───── Quoted text

1.8 Trends in the Business Environment and Competition
- Which trends are reshaping the business, microeconomic, and macroeconomic environments and competitive arena?
Trends in the business and economic environment occur in many areas. As noted earlier, today’s workforce is more diverse than ever, with increasing numbers of minorities and older workers. Competition has intensified. Technology has accelerated the pace of work and the ease with which we communicate. Technological advancements, such as AI and machine learning, go beyond accelerating work and easing communication. The power of AI can be seen across the entire business environment and across industries. AI and machine learning can be utilized to facilitate innovation with product design, to tighten quality control metrics, or to identify new markets or trends. Not only can the pace of work be accelerated, but through AI technologies, the quality and precision of work can be increased. This can lead to cost savings and higher quality products and services being delivered to the end customer. Let’s look at how companies are meeting the challenges of a changing workforce, the growing demand for energy, and how companies are meeting competitive challenges.

──────────

● Task instructions
Reproduce the passage on business environment trends word for word, from "1.8 Trends in" to "and competitive arena?".

───── Data excerpts

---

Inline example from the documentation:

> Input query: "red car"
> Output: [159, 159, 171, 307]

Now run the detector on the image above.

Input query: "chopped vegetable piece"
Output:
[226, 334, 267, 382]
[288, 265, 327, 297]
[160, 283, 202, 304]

──────────

● Correct answer
1.8 Trends in the Business Environment and Competition
- Which trends are reshaping the business, microeconomic, and macroeconomic environments and competitive arena?